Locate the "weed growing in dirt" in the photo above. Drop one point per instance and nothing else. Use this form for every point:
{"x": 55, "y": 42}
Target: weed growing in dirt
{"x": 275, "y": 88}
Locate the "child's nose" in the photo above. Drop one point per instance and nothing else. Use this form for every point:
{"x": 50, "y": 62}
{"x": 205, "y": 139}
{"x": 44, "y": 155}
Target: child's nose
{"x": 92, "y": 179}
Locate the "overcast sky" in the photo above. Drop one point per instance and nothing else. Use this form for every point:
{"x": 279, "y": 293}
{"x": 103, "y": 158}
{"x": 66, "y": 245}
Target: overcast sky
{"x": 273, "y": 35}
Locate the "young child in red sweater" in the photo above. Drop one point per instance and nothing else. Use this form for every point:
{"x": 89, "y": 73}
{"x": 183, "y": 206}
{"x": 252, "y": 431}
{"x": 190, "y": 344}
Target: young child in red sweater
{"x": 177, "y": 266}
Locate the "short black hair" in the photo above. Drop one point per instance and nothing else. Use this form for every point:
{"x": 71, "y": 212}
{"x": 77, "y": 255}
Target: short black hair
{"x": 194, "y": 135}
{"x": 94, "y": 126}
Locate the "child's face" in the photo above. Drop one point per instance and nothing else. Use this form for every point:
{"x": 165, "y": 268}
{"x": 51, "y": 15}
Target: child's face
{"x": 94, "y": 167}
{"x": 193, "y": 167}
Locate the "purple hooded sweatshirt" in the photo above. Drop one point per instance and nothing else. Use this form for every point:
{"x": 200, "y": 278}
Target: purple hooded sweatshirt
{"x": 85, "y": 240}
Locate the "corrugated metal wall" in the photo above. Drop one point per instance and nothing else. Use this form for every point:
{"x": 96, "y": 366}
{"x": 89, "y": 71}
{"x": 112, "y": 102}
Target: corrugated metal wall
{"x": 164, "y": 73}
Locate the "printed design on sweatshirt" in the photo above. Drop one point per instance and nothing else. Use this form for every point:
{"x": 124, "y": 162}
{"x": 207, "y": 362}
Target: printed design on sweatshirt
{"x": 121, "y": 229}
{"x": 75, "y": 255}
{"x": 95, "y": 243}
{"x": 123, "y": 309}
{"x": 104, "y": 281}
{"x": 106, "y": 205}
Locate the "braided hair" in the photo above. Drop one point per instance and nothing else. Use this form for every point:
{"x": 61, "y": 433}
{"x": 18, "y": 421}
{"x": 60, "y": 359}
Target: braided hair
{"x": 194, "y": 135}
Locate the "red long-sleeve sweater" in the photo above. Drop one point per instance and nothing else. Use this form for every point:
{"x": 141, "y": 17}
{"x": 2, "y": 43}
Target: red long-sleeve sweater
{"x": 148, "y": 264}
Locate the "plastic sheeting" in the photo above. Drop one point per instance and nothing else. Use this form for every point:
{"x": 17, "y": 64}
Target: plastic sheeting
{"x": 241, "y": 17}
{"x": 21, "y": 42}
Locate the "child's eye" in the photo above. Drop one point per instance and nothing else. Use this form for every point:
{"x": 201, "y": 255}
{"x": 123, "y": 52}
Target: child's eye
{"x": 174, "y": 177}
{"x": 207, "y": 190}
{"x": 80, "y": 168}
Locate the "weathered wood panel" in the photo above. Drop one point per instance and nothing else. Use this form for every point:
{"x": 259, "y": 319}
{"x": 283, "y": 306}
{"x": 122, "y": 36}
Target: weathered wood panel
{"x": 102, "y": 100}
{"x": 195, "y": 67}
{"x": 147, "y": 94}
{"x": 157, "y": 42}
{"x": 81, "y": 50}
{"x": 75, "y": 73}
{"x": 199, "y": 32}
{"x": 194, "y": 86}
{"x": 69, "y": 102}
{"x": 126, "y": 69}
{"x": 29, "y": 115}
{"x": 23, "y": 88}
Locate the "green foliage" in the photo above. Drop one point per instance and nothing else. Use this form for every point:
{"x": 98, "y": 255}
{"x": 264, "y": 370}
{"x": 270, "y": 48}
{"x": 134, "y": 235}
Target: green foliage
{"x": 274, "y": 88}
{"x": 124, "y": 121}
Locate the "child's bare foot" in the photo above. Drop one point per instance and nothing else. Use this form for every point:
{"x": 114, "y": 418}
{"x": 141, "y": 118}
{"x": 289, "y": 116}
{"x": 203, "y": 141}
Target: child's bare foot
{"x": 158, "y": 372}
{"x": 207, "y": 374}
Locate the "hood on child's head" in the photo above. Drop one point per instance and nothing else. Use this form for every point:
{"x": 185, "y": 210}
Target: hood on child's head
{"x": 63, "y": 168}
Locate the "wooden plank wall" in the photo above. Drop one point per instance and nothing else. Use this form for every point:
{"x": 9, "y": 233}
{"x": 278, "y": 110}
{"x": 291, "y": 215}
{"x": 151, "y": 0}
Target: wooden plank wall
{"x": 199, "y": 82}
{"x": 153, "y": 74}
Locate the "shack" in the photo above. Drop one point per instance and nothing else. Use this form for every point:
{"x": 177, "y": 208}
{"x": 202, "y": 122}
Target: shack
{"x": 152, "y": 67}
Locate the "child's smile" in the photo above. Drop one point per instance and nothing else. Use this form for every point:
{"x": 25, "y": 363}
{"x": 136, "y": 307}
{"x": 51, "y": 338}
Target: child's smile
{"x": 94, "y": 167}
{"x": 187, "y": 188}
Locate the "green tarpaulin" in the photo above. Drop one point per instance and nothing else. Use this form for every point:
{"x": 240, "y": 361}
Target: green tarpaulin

* GIVEN EXERCISE
Reproduce all of the records exactly.

* TASK RESULT
Locate the "weed growing in dirt" in the photo above. Drop one point per instance and nothing else. Use this form for every point:
{"x": 55, "y": 42}
Target: weed growing in dirt
{"x": 275, "y": 88}
Locate the "child's nose" in the photo above. Drop one point per instance and nothing else. Use this form for every point:
{"x": 50, "y": 62}
{"x": 205, "y": 139}
{"x": 44, "y": 155}
Target: child's nose
{"x": 92, "y": 179}
Locate the "overcast sky" in the photo above. Drop one point per instance and nothing else. Use this form for every point:
{"x": 279, "y": 293}
{"x": 103, "y": 158}
{"x": 66, "y": 245}
Target: overcast sky
{"x": 273, "y": 35}
Locate the "young child in red sweater" in the photo above. Drop one point per instance and nothing else. Use this form for every point:
{"x": 89, "y": 73}
{"x": 183, "y": 206}
{"x": 252, "y": 431}
{"x": 190, "y": 344}
Target: young child in red sweater
{"x": 177, "y": 266}
Locate the "short black hair" in the photo above. Drop one point per instance and nothing else. Use this form for every point:
{"x": 71, "y": 212}
{"x": 77, "y": 255}
Target: short black hair
{"x": 194, "y": 135}
{"x": 94, "y": 126}
Locate the "child's face" in the photo above. Drop one point per instance and nothing else. Use this form for every point:
{"x": 165, "y": 268}
{"x": 51, "y": 15}
Target: child's face
{"x": 94, "y": 167}
{"x": 193, "y": 167}
Locate the "purple hooded sweatshirt" in the photo above. Drop one point per instance and nothing else. Use this form for every point:
{"x": 200, "y": 278}
Target: purple hooded sweatshirt
{"x": 85, "y": 240}
Locate the "corrugated metal wall" in the photo above. Drop one point per instance and nothing else. Use this form for every point:
{"x": 96, "y": 366}
{"x": 89, "y": 71}
{"x": 112, "y": 102}
Target: corrugated metal wall
{"x": 164, "y": 73}
Locate the "printed design on sweatshirt" in the photo above. Drop one point per instance and nothing else. Use this form for every point:
{"x": 124, "y": 162}
{"x": 207, "y": 362}
Target: printed design on sweatshirt
{"x": 121, "y": 229}
{"x": 75, "y": 255}
{"x": 95, "y": 243}
{"x": 123, "y": 309}
{"x": 104, "y": 281}
{"x": 106, "y": 205}
Locate the "braided hair" in the photo above. Drop one point per instance and nothing else. Use this form for every point:
{"x": 61, "y": 433}
{"x": 18, "y": 421}
{"x": 60, "y": 359}
Target: braided hair
{"x": 194, "y": 135}
Locate the "red long-sleeve sweater" in the photo above. Drop one point per instance and nothing else. Use this form for every point:
{"x": 141, "y": 17}
{"x": 2, "y": 43}
Target: red long-sleeve sweater
{"x": 148, "y": 264}
Locate the "plastic sheeting" in the photo above. Drop one point per instance and nothing else. Use this form for every point:
{"x": 17, "y": 64}
Target: plastic sheeting
{"x": 241, "y": 17}
{"x": 21, "y": 42}
Locate the "child's eye" in the photo above. Drop one point per instance and nothing else. Use this form for every point:
{"x": 201, "y": 255}
{"x": 123, "y": 52}
Target: child's eye
{"x": 174, "y": 177}
{"x": 207, "y": 190}
{"x": 80, "y": 168}
Locate the "weathered wood panel" in the photo above. Drop one point per instance and nothing else. Use this form for every point:
{"x": 259, "y": 319}
{"x": 283, "y": 306}
{"x": 122, "y": 36}
Target: weathered wood panel
{"x": 102, "y": 100}
{"x": 195, "y": 67}
{"x": 147, "y": 94}
{"x": 157, "y": 42}
{"x": 81, "y": 50}
{"x": 75, "y": 73}
{"x": 199, "y": 32}
{"x": 194, "y": 86}
{"x": 69, "y": 102}
{"x": 126, "y": 69}
{"x": 29, "y": 115}
{"x": 23, "y": 88}
Locate the "green foliage" in the photo above. Drop one point per instance and nothing else. Use this form for every point:
{"x": 98, "y": 255}
{"x": 264, "y": 370}
{"x": 270, "y": 48}
{"x": 134, "y": 235}
Target: green foliage
{"x": 274, "y": 88}
{"x": 124, "y": 121}
Locate the "child's bare foot" in the photo above. Drop one point per instance and nothing else. Use this form for every point:
{"x": 114, "y": 418}
{"x": 141, "y": 118}
{"x": 289, "y": 116}
{"x": 203, "y": 141}
Target: child's bare foot
{"x": 158, "y": 372}
{"x": 207, "y": 374}
Locate the "hood on child's head" in the photo above. Drop one point per instance and nothing else. Use this form for every point:
{"x": 185, "y": 210}
Target: hood on child's head
{"x": 63, "y": 168}
Locate the "wooden plank wall" in the photo above. Drop one point per instance and nothing else. Use this form for every point:
{"x": 9, "y": 233}
{"x": 278, "y": 110}
{"x": 291, "y": 215}
{"x": 151, "y": 0}
Target: wooden plank wall
{"x": 199, "y": 82}
{"x": 153, "y": 74}
Locate the "shack" in the photo above. Drop one point per instance and nothing else. Use this form for every point:
{"x": 177, "y": 208}
{"x": 202, "y": 122}
Target: shack
{"x": 152, "y": 67}
Locate the "child's smile" in the photo above. Drop one point per instance and nothing else. Use this form for every point:
{"x": 25, "y": 363}
{"x": 136, "y": 307}
{"x": 51, "y": 338}
Target: child's smile
{"x": 94, "y": 167}
{"x": 187, "y": 188}
Locate the "green tarpaulin" in the photo above. Drop one point per instance and nothing else. Use this form for every point:
{"x": 240, "y": 361}
Target: green tarpaulin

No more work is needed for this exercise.